Report each line from the records where the string "pale" turns up.

##### Data for processing #####

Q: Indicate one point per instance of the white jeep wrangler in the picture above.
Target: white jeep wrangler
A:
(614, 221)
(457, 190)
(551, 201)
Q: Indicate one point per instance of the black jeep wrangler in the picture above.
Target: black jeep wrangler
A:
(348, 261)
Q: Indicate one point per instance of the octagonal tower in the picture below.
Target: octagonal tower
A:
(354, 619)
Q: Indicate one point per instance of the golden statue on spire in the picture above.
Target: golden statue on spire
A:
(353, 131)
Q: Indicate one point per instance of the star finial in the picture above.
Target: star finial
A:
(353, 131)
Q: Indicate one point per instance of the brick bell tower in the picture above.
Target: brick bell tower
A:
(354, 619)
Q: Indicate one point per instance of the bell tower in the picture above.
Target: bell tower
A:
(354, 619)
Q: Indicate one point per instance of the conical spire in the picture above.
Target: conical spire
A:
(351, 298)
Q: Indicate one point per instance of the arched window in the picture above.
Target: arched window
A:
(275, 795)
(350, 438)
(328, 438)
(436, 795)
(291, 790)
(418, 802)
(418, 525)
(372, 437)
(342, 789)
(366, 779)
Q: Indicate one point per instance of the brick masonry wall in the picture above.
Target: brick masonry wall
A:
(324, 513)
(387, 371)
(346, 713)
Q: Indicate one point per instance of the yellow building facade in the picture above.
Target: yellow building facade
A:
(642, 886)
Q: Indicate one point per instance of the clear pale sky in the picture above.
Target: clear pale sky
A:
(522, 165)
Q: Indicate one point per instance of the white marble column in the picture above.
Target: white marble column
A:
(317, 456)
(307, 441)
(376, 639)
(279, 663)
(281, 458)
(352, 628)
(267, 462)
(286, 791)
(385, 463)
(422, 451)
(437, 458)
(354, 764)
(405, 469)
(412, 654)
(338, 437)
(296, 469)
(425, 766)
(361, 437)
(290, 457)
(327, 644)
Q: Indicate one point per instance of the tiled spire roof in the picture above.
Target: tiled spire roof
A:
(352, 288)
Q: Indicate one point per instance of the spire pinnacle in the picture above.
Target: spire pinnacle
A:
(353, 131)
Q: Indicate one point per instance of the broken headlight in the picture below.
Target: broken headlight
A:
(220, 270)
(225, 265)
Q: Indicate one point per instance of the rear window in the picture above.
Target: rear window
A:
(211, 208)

#####

**Exercise response**
Q: Indicate one point per instance of the clear pale sky in the picture above.
Target: clear pale sky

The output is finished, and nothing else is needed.